_Records provided_
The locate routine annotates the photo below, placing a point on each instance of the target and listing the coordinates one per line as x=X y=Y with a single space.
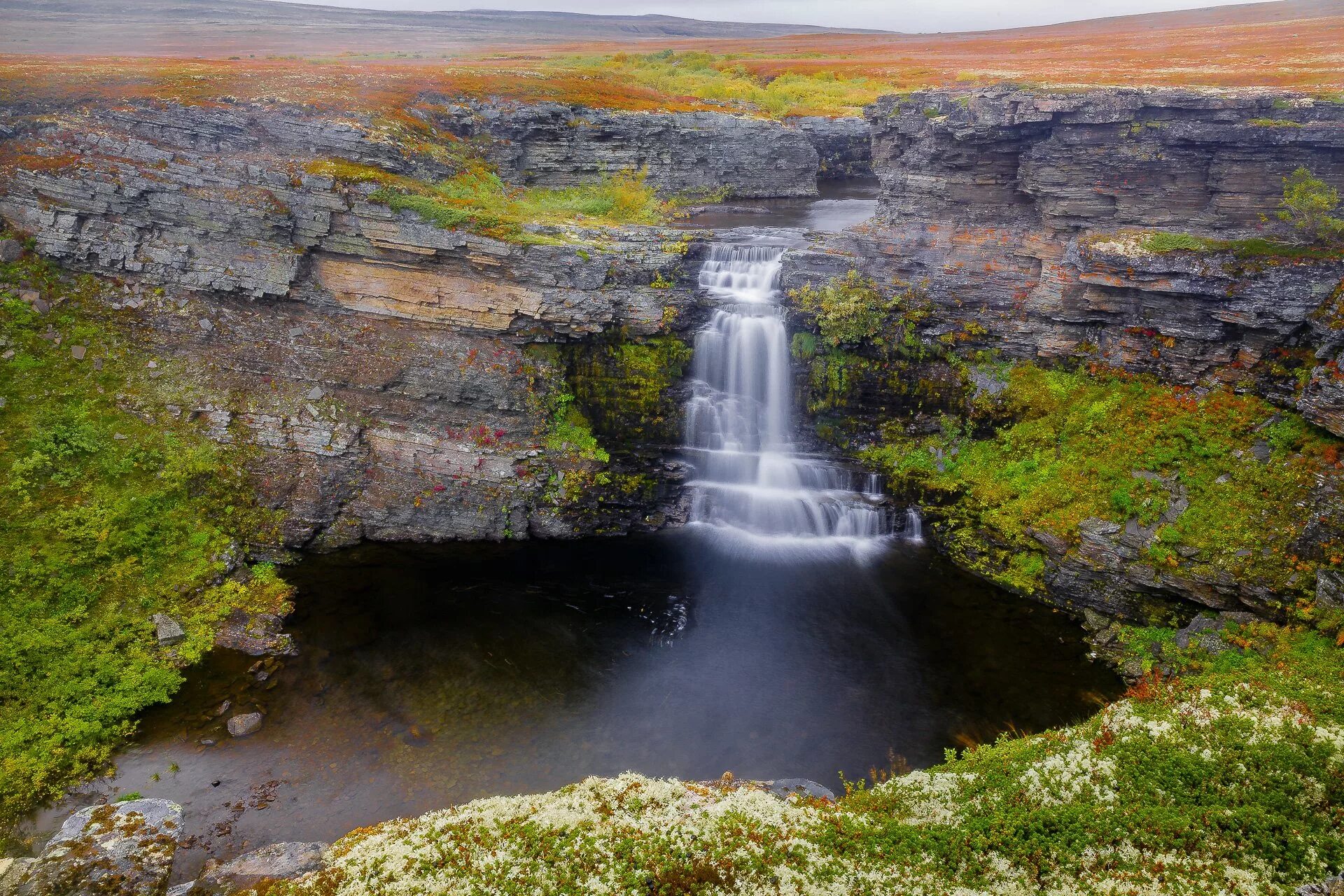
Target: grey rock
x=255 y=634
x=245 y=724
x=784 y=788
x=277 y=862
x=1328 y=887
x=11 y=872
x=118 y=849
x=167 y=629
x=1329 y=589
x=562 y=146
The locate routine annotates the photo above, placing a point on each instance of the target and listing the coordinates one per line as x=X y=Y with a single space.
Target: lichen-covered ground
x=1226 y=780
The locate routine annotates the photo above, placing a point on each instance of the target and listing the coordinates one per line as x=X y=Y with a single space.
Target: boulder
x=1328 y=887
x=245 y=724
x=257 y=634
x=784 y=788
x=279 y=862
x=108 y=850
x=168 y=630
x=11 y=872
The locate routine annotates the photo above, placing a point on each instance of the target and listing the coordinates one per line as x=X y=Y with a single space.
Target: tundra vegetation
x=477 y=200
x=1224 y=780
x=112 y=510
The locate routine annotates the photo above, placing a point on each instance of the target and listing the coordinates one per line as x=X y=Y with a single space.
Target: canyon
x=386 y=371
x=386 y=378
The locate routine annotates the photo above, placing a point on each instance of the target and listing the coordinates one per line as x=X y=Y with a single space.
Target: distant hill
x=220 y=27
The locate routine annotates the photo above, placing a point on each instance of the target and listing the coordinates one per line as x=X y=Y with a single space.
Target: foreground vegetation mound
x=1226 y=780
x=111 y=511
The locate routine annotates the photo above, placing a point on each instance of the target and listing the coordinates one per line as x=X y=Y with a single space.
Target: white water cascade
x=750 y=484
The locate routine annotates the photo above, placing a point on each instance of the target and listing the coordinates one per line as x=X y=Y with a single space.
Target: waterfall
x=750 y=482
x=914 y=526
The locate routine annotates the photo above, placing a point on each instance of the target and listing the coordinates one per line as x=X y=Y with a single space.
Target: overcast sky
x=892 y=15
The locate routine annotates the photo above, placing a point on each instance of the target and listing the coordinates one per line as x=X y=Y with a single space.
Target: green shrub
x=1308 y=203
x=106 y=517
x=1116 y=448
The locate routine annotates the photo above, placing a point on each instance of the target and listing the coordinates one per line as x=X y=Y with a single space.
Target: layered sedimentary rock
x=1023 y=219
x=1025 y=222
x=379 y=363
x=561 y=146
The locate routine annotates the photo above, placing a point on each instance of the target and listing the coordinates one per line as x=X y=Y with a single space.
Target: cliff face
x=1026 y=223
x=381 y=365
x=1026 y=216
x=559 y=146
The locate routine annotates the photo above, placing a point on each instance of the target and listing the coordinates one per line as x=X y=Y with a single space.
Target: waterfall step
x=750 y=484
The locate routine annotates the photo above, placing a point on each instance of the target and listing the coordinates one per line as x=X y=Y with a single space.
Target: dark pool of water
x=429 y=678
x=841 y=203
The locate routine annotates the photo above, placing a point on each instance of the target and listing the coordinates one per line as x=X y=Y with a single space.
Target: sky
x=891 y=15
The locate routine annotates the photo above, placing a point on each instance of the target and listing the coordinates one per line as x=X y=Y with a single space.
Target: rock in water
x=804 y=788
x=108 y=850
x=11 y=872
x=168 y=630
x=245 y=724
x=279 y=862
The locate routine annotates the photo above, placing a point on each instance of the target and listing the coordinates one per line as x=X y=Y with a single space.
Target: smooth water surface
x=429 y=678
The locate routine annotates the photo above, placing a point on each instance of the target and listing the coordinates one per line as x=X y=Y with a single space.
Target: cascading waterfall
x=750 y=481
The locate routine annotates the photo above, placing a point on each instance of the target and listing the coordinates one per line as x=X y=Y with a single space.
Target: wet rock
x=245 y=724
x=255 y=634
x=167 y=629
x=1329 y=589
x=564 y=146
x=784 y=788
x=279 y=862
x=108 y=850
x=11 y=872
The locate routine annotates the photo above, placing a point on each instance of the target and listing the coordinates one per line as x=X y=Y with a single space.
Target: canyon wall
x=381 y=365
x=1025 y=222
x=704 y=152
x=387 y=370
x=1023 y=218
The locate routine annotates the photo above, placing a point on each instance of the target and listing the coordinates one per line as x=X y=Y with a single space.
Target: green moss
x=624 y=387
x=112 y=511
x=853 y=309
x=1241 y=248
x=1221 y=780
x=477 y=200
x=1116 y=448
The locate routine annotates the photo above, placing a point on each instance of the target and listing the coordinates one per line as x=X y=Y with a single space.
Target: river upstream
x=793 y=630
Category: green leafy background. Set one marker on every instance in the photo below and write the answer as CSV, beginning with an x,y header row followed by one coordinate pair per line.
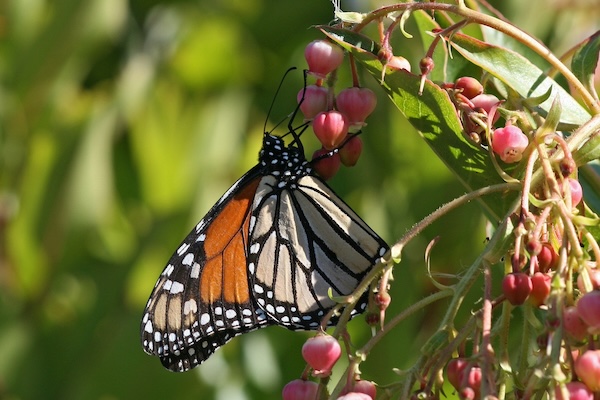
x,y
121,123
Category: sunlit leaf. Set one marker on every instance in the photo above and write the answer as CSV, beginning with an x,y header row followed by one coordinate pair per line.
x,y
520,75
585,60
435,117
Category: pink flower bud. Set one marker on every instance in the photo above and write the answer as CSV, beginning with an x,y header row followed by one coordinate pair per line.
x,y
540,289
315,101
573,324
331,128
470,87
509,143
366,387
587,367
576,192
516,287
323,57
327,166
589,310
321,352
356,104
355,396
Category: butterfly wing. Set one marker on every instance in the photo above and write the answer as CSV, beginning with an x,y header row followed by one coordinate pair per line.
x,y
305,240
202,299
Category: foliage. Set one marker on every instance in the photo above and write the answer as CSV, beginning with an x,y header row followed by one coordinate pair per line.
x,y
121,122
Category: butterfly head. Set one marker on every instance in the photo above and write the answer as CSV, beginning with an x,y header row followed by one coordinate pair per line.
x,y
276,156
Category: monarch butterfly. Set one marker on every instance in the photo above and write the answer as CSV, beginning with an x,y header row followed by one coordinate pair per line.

_Exercise brief_
Set the listing down exactly, without its pictures.

_Exercise solution_
The locate routine annotates the photo below, placing a point on each instance of the target and listing the coordinates one per line as x=X y=Y with a single space.
Target: grey rock
x=255 y=634
x=245 y=724
x=784 y=788
x=277 y=862
x=1328 y=887
x=11 y=872
x=118 y=849
x=167 y=629
x=1329 y=589
x=562 y=146
The locate routine annotates the photo above, placing a point on each instance of the target and listing the coordinates one per line as x=X y=Y with a single space.
Target: lichen-covered ground
x=1226 y=780
The locate routine annotates the photo above, placing a point on each instance of the target and listing the coordinates one per line as x=X y=Y with a single space.
Target: boulder
x=1328 y=887
x=245 y=724
x=257 y=634
x=784 y=788
x=279 y=862
x=108 y=850
x=168 y=630
x=11 y=872
The locate routine annotates the photo above, placing a point on each instance of the target and listing the coordinates one per line as x=X y=Y with a single space.
Target: tundra vegetation
x=477 y=200
x=1224 y=780
x=112 y=510
The locate routine annotates the photo above, placing a point on each instance of the target and listing the coordinates one per line as x=X y=Y with a single space.
Target: canyon
x=386 y=371
x=386 y=378
The locate routine annotates the photo above, placing a point on each instance of the target and listing the coordinates one per line as x=X y=Y with a single space.
Target: distant hill
x=220 y=27
The locate routine annotates the photo above, placing a point on each instance of the target and listing the coordinates one per line as x=X y=Y with a single space.
Target: foreground vegetation mound
x=1226 y=780
x=111 y=511
The locate routine annotates the photo above, placing a point on each instance of the target and listing the coordinates one per line as x=X y=Y with a single space.
Target: white water cascade
x=750 y=484
The locate routine annotates the photo above, placing a point on each instance of the target and listing the coordinates one per line as x=X y=Y with a single space.
Target: waterfall
x=750 y=482
x=914 y=526
The locate routine annotates the photo above, placing a point on each instance of the target and listing the coordinates one per line as x=X y=Y with a single space.
Target: overcast sky
x=892 y=15
The locate routine annotates the photo above, placing a point on each instance of the target and listing the coordinates one per line as x=X y=Y with a single space.
Target: green shrub
x=1308 y=203
x=106 y=517
x=1116 y=448
The locate routine annotates the photo above, placing a point on each instance of the target and listing the coordinates one per line as x=X y=Y with a single space.
Target: layered sedimentary rock
x=1023 y=219
x=1025 y=222
x=379 y=363
x=561 y=146
The locate routine annotates the photo above, placing a point on each instance of the target and listing the coordinates one per line as x=X y=Y with a single space.
Target: cliff face
x=1026 y=223
x=381 y=365
x=1026 y=216
x=559 y=146
The locate routine annotates the photo above, placing a point on each instance of the target and listing the coordinates one per line as x=X y=Y with a single space.
Target: waterfall step
x=750 y=484
The locate routine annotates the photo above, placing a point on each instance of the target and listing the coordinates one per line as x=X y=Y with a single space.
Target: dark pool of water
x=429 y=678
x=841 y=203
The locate routine annotates the photo above, placing a point on each instance of the target and listing the coordinates one per line as x=X y=Y with a single space.
Target: sky
x=891 y=15
The locate routine annotates the photo above, placing a point on each instance of the target and listing the coordinates one per line as x=X y=Y with a single space.
Target: rock in water
x=804 y=788
x=108 y=850
x=11 y=872
x=168 y=630
x=245 y=724
x=279 y=862
The locate routine annotates the photo above, placing a point on each instance of the target and listing the coordinates one per line as x=X y=Y with a single space.
Target: smooth water surface
x=429 y=678
The locate routine annotates the photo above, placing a point on each instance of the target and listing the coordinates one per line as x=X y=Y with a single space.
Target: cascading waterfall
x=750 y=481
The locate routine annotates the photo above, placing a point on each instance of the target and listing the coordinates one per line as x=X y=Y with a single space.
Target: wet rock
x=245 y=724
x=255 y=634
x=167 y=629
x=1329 y=589
x=564 y=146
x=784 y=788
x=279 y=862
x=108 y=850
x=11 y=872
The locate routine annotates the photo above, placing a point on each instance of the target and listing the coordinates one per line as x=X y=Y with a single space.
Target: canyon wall
x=381 y=365
x=1025 y=222
x=704 y=152
x=387 y=370
x=1023 y=218
The locate routine annotates the photo above, placing a point on each instance of the target and listing the coordinates one per line as x=X y=Y with a single space.
Target: green moss
x=624 y=387
x=112 y=511
x=853 y=309
x=1241 y=248
x=1221 y=780
x=477 y=200
x=1116 y=448
The locate routine annotates the photo above, placing a point on each instance of the target and listing the coordinates one per line as x=X y=Y with a single space.
Target: river upstream
x=793 y=630
Category: green leafy background. Set one marker on every instance in the photo below and write the answer as CSV, beginning with an x,y header row followed by one coordinate pair per line.
x,y
121,123
Category: sunlit leaf. Set one marker on every instance in the photo above and write the answer as CSV, beginning with an x,y header row followed by one coordinate pair per line.
x,y
520,75
585,60
435,117
Category: pink flower bud. Set one marker on every instance in the photo above and write the answer as CSV, beginning with an x,y header row followed by one coordinate pair per line.
x,y
540,289
315,101
573,324
331,128
470,87
509,143
366,387
587,367
576,192
516,287
323,57
327,166
589,310
321,352
356,104
355,396
Category: butterfly wing. Set one marker on every instance in the photo above and write the answer as CSV, beginning with an x,y header row followed by one coordinate pair per line.
x,y
305,240
202,299
Category: foliage. Set one marker on every instance in the photo above and write the answer as CSV, beginning with an x,y header row followed by one coordinate pair per line.
x,y
121,122
Category: butterfly head. Set one marker on every instance in the photo above and write the answer as CSV, beginning with an x,y header row followed by one coordinate pair per line.
x,y
276,156
Category: monarch butterfly. Set one marker on every instance in the photo above and write the answer as CSV, beginning with an x,y header row followed by one coordinate pair per line.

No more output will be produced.